**Supplied passage**.
=== Section Start ===
I agree and I am questioning NSH and what it is doing for us.  I support them 
mainly because they are creating some education routes for people who need 
CEUs.  I prefer to spent my time with state and regional societies in Histology 
as they are attempting to find ways to attract more people to Histology.  We 
all have that fight and finding ways to be recognized it not easy.  
I lived in San Franciso during the early 80s and it is a difficult market with 
hisgh goals.  I am glad it is improving the status the Histologist there by 
being a corwded market where you can ask for better trained people and hold 
them to a path to improve even more. 
  
Pam 

----- Original Message -----

From: "Timothy Morken" <[email protected]> 
To: "Pam Marcum" <[email protected]>, "Sue" <[email protected]> 
Cc: "Histonet" <[email protected]>, "Jennifer MacDonald" 
<[email protected]> 
Sent: Tuesday, March 24, 2015 1:35:30 PM 
Subject: RE: [Histonet] BS in Histotechnology 

Pam, true enough. Indeed, for the annual NSH survey my only comment was that 
NSH has been ineffective in convincing pathology departments of the value of an 
HT or HTL certification - to the point that many are now questioning its value 
at all. Ours is  one of few institutions that requires certification for 
advancement and our medical directors have been pushing for higher quality 
staff in order to raise the quality of our lab. We went through a pay revision 
about 7 years ago because the biotech companies and other large medical 
institutions were sucking up any candidates that poked their head up. We are 
now on par but still have to fight for any good candidates.
=== Section End ===
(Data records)
=== Section Start ===
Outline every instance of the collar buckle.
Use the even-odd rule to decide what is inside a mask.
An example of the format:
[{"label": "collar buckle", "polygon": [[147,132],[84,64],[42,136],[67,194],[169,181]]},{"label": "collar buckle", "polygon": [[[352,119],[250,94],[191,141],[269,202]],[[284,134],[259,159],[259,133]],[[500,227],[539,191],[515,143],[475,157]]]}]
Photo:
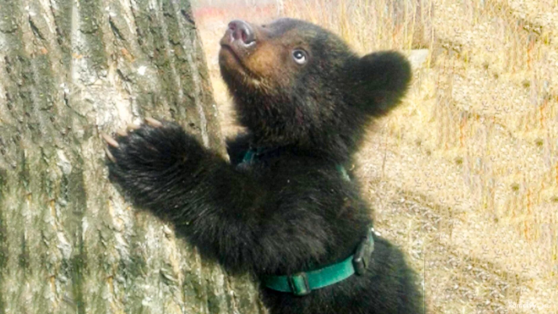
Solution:
[{"label": "collar buckle", "polygon": [[308,283],[308,275],[304,272],[287,276],[287,281],[295,296],[306,296],[312,291]]},{"label": "collar buckle", "polygon": [[366,270],[372,268],[372,252],[374,251],[374,238],[372,237],[372,229],[368,230],[360,244],[357,248],[357,251],[353,257],[353,267],[358,275],[362,276]]}]

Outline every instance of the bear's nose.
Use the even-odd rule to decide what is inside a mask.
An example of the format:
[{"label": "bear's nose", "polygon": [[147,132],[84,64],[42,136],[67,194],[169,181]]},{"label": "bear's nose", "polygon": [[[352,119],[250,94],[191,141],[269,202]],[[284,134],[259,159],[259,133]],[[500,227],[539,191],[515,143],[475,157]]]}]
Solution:
[{"label": "bear's nose", "polygon": [[235,20],[229,23],[233,38],[241,40],[244,45],[249,45],[256,40],[254,31],[250,25],[240,20]]}]

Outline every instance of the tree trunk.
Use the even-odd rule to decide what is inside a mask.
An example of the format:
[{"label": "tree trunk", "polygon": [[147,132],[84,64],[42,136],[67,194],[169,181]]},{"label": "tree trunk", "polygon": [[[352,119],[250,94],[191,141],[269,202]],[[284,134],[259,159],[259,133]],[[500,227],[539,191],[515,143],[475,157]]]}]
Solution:
[{"label": "tree trunk", "polygon": [[0,0],[0,313],[262,313],[107,178],[152,116],[224,153],[187,0]]}]

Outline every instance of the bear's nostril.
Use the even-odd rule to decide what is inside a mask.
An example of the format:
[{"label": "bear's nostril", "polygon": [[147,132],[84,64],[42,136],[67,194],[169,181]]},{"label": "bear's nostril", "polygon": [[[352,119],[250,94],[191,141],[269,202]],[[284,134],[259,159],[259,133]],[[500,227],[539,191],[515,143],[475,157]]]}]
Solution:
[{"label": "bear's nostril", "polygon": [[234,40],[240,40],[244,45],[249,45],[256,40],[254,32],[249,24],[244,21],[235,20],[229,23],[229,29]]}]

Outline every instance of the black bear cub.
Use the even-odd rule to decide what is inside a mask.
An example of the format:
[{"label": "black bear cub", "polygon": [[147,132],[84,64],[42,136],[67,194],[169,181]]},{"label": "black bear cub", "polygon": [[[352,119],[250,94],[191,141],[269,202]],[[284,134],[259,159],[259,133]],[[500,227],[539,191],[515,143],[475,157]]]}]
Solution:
=== Section End ===
**Task brief**. From the email about histology certification, output the stretch from "I agree and" through "it not easy.", copied word for word.

**Written response**.
I agree and I am questioning NSH and what it is doing for us.  I support them 
mainly because they are creating some education routes for people who need 
CEUs.  I prefer to spent my time with state and regional societies in Histology 
as they are attempting to find ways to attract more people to Histology.  We 
all have that fight and finding ways to be recognized it not easy.